— Task directions —
Reproduce all of the data below without alteration; exclude every picture.

— Data in this exercise —
____

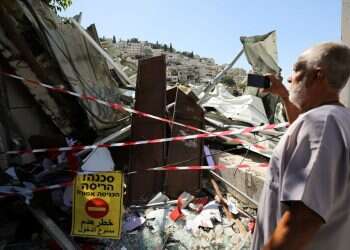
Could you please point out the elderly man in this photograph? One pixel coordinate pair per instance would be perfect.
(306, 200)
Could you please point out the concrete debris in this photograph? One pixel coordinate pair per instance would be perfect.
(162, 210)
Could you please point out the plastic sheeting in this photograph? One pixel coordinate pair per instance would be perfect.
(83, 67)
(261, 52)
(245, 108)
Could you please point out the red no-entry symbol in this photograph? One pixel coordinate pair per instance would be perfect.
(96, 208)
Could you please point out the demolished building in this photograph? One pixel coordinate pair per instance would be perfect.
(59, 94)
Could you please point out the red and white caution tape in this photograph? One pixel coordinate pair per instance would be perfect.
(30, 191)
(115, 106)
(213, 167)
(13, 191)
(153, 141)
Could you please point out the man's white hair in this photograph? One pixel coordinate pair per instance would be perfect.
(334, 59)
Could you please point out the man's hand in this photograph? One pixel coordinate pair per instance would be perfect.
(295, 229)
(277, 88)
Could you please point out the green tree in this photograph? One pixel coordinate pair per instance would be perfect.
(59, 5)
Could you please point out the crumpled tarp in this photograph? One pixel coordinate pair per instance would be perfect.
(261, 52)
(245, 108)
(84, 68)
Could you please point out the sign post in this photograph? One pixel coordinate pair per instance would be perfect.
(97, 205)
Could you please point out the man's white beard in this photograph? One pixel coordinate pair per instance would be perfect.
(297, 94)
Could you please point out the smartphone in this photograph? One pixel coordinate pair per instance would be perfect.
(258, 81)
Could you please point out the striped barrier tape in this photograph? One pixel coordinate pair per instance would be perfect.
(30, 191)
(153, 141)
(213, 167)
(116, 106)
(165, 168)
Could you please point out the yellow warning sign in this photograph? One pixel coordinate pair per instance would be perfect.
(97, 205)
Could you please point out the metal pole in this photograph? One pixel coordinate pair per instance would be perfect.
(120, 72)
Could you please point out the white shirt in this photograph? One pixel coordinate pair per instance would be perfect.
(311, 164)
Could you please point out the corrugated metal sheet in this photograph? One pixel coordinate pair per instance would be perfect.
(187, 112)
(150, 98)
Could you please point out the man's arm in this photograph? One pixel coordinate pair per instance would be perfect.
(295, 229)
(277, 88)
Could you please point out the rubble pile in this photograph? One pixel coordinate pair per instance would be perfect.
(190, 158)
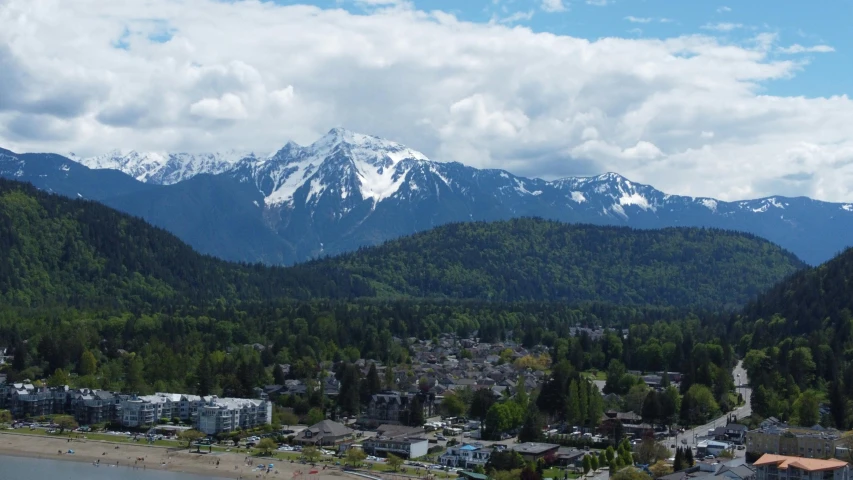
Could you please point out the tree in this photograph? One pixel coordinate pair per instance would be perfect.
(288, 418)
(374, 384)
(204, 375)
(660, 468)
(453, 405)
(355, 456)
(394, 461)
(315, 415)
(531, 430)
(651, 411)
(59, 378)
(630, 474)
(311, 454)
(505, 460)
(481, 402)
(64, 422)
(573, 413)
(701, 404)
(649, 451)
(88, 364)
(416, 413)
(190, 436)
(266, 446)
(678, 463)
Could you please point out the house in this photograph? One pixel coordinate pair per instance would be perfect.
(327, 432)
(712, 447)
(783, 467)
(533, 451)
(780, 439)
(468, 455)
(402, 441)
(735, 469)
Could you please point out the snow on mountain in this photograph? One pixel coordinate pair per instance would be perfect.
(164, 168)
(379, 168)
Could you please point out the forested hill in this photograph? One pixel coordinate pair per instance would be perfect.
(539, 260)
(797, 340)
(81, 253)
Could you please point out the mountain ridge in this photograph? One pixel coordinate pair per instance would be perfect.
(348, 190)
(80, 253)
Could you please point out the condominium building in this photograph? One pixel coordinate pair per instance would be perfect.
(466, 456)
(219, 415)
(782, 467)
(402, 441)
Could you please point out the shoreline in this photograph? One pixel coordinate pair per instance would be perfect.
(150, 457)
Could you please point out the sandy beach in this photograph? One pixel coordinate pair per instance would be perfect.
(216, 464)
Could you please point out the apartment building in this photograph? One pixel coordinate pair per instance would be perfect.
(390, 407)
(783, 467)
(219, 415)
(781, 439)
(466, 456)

____

— Result of this task —
Could you please point out the elderly man in this photograph? One pixel coordinate pair per instance would be perfect.
(306, 200)
Could you please point out the concrete debris in this photograph? One pixel coordinate pair per instance would be perfect.
(162, 210)
Could you please point out the plastic sheeting in this photograph? One pixel coordinate pair per instance would be perfect.
(83, 67)
(261, 52)
(245, 108)
Could you please point out the red no-entry symbol in this photograph? One pixel coordinate pair per instance would be perfect.
(96, 208)
Could you please point out the demolished building in this photograph? One pixel coordinate pair per instance would be perfect.
(59, 94)
Could you please point out the red and white caution tape in this photograph? One pixel coordinate pair per instance would be perfect.
(30, 191)
(115, 106)
(213, 167)
(13, 191)
(153, 141)
Could you please point out the man's white hair in this photograph? One pixel coordinate pair per instance would be perfect.
(334, 59)
Could you please point out the man's hand in this photograph? One pixel coordinate pair per instance would be perfect.
(295, 229)
(277, 88)
Could you please point out the green tree in this photograph? One pixel coordinate pair per instance would be perfect.
(59, 5)
Could you please point out the crumpled tarp in this photograph? One pixel coordinate pair per instance would be perfect.
(261, 52)
(245, 108)
(84, 68)
Could you please point out the sign post in this photograph? One pixel coordinate pair per instance would be perfect.
(97, 205)
Could you please point out the man's white beard in this photograph? One pixel coordinate pair per instance would be perfect.
(297, 94)
Could you please point out the smartphone in this photograph? One pixel coordinate pair per instance would be perfect.
(258, 81)
Could you please point out the striped barrier tape in this photograph? One pixel coordinate pair per instance would be perfect.
(30, 191)
(153, 141)
(213, 167)
(116, 106)
(165, 168)
Could you please point out the yellow warning sign in this photograph? One pixel coordinate pair per instance would be perfect.
(97, 205)
Could you please point out the metal pole in this photograph? One pixel coordinate pair per instance would be perfect.
(120, 72)
Could you please point out the white shirt in this photograph? One pixel coordinate pair per instance would be perfect.
(311, 164)
Could you please point out the corrugated metal sheet in this photograph? One pixel coordinate pair per instance would be perfect.
(187, 112)
(150, 98)
Could you please point out the man's arm in this photograph? One pixel coordinate pair per instance would be perfect.
(295, 229)
(277, 88)
Could you please point out the rubble pile in this photograph? One pixel coordinate pair per instance would be perfect.
(190, 158)
Could you please point out the tree in this photograph? One pixel coordinate pair per instance would be perfect.
(288, 418)
(374, 384)
(204, 375)
(660, 468)
(453, 405)
(355, 456)
(394, 461)
(315, 415)
(531, 430)
(651, 411)
(59, 378)
(630, 474)
(311, 454)
(505, 460)
(481, 402)
(64, 422)
(573, 413)
(701, 404)
(649, 451)
(88, 364)
(416, 413)
(190, 436)
(266, 446)
(678, 463)
Could you please point out the house in this photograph? One pixel coordinate pair per instance would be perfect.
(327, 432)
(712, 447)
(783, 467)
(533, 451)
(780, 439)
(468, 455)
(402, 441)
(735, 469)
Could you please point out the snow on mountain in this photograph? One pixel coordinate pair per instance would be perfect.
(164, 168)
(379, 168)
Could you please point out the forested hill in this photograph? One pixel coordinate pair per instance would be perfect.
(539, 260)
(797, 340)
(81, 253)
Could you please point out the mountain ridge in this photograph? One pixel coordinate pair per instance would be perfect.
(348, 190)
(80, 253)
Could you please point out the condominium building in this photograph? One pixel coordinate pair per instance would be perfect.
(466, 456)
(219, 415)
(782, 467)
(402, 441)
Could you please point out the shoreline in this photograph? One pixel coordinate pair per instance would be perfect.
(150, 457)
Could you please point out the sandy beach in this photograph? One pixel coordinate pair per instance would be perfect.
(216, 464)
Could you please point out the apartment building in this photograph? One pixel coordinate pair per instance would be perfect.
(390, 407)
(783, 467)
(219, 415)
(781, 439)
(466, 456)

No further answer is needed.